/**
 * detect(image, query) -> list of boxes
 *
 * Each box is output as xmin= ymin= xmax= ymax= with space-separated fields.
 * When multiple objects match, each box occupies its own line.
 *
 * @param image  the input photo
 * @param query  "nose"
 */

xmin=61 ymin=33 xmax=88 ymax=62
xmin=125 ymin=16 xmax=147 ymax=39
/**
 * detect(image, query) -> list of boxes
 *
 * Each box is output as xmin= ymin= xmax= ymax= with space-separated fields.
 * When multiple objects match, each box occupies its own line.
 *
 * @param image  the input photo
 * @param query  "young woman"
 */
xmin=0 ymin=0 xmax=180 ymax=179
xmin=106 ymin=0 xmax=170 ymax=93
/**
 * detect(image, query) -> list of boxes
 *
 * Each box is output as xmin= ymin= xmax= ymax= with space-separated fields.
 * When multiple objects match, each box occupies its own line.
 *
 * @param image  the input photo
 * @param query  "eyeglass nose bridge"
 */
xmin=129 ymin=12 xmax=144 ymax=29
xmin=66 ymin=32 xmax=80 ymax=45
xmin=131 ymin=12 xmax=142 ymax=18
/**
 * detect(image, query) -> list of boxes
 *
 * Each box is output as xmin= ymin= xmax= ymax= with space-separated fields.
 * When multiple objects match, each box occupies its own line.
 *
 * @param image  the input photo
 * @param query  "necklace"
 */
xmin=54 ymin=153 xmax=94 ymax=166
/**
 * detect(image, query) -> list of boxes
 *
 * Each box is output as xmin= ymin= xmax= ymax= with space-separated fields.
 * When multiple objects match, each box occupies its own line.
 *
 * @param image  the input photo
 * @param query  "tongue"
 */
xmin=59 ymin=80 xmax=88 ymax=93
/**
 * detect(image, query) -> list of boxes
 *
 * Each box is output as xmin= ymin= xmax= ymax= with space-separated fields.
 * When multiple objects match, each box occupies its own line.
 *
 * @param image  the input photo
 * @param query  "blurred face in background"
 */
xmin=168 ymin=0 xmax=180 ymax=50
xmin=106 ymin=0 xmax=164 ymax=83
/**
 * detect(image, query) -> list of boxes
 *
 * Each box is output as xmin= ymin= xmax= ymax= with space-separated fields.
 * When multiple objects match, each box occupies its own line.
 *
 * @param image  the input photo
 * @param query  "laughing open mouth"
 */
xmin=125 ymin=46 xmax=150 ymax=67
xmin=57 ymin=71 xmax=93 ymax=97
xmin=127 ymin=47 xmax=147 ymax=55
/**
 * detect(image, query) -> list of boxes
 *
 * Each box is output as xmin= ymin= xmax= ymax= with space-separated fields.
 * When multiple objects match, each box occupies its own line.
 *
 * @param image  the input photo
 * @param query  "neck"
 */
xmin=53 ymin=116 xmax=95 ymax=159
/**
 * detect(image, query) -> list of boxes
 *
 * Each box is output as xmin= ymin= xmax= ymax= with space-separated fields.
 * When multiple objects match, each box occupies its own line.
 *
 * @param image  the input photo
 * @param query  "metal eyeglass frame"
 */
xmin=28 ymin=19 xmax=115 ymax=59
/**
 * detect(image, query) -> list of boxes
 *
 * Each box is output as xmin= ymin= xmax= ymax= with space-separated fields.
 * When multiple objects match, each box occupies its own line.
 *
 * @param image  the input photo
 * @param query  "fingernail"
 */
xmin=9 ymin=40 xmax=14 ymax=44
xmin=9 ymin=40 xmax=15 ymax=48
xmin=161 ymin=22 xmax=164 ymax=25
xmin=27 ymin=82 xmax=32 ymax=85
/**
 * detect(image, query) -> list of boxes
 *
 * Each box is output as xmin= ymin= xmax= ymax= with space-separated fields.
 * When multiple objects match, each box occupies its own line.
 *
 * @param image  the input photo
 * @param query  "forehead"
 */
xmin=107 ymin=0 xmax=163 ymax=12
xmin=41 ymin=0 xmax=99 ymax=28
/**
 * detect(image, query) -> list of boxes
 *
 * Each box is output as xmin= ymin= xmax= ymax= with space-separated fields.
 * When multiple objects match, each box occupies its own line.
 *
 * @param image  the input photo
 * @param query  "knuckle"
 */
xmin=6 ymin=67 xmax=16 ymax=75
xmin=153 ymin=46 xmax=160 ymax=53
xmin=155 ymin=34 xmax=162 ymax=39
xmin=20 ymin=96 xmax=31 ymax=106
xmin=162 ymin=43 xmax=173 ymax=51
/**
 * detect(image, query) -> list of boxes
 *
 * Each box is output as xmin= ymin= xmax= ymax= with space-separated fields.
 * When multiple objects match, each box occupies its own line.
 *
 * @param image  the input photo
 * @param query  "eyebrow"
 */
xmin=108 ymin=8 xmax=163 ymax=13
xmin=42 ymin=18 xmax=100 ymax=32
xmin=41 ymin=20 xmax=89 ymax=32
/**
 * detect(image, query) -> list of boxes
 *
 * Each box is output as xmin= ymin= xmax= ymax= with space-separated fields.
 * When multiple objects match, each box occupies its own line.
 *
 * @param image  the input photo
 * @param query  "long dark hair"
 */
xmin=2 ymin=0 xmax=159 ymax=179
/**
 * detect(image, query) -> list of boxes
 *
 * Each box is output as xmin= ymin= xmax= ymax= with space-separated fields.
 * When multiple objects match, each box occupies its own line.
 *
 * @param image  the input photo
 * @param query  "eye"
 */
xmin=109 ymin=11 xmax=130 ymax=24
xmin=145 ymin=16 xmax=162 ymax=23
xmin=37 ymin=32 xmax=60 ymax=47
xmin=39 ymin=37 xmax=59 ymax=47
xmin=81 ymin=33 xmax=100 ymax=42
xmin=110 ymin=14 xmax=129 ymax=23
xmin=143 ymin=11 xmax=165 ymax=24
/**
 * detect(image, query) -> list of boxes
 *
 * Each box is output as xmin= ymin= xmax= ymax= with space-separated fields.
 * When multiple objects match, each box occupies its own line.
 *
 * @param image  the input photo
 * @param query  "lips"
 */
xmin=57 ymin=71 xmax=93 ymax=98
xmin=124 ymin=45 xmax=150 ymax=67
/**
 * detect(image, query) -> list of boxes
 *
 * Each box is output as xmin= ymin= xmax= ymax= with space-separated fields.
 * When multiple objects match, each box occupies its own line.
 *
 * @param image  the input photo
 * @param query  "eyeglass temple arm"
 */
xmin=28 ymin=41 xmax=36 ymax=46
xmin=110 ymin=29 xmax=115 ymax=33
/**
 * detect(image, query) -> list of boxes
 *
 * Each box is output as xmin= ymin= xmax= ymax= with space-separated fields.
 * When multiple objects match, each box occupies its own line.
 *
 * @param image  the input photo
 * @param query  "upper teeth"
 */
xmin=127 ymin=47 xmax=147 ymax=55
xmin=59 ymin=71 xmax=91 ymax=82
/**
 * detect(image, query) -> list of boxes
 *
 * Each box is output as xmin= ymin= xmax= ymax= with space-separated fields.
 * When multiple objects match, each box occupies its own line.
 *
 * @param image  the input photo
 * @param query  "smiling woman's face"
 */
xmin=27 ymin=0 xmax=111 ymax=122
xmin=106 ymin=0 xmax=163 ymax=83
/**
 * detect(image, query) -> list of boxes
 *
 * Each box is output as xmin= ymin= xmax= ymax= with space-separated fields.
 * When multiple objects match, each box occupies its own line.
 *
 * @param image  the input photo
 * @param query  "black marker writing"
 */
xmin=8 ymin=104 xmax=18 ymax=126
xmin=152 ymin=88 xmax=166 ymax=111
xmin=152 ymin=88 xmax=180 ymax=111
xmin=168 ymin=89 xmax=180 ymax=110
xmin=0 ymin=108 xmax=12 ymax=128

* _About this task_
Write out every line of the entries that holds the word "nose".

* _Answer area_
 * @param query  "nose"
 * @param query  "eyeglass nose bridge"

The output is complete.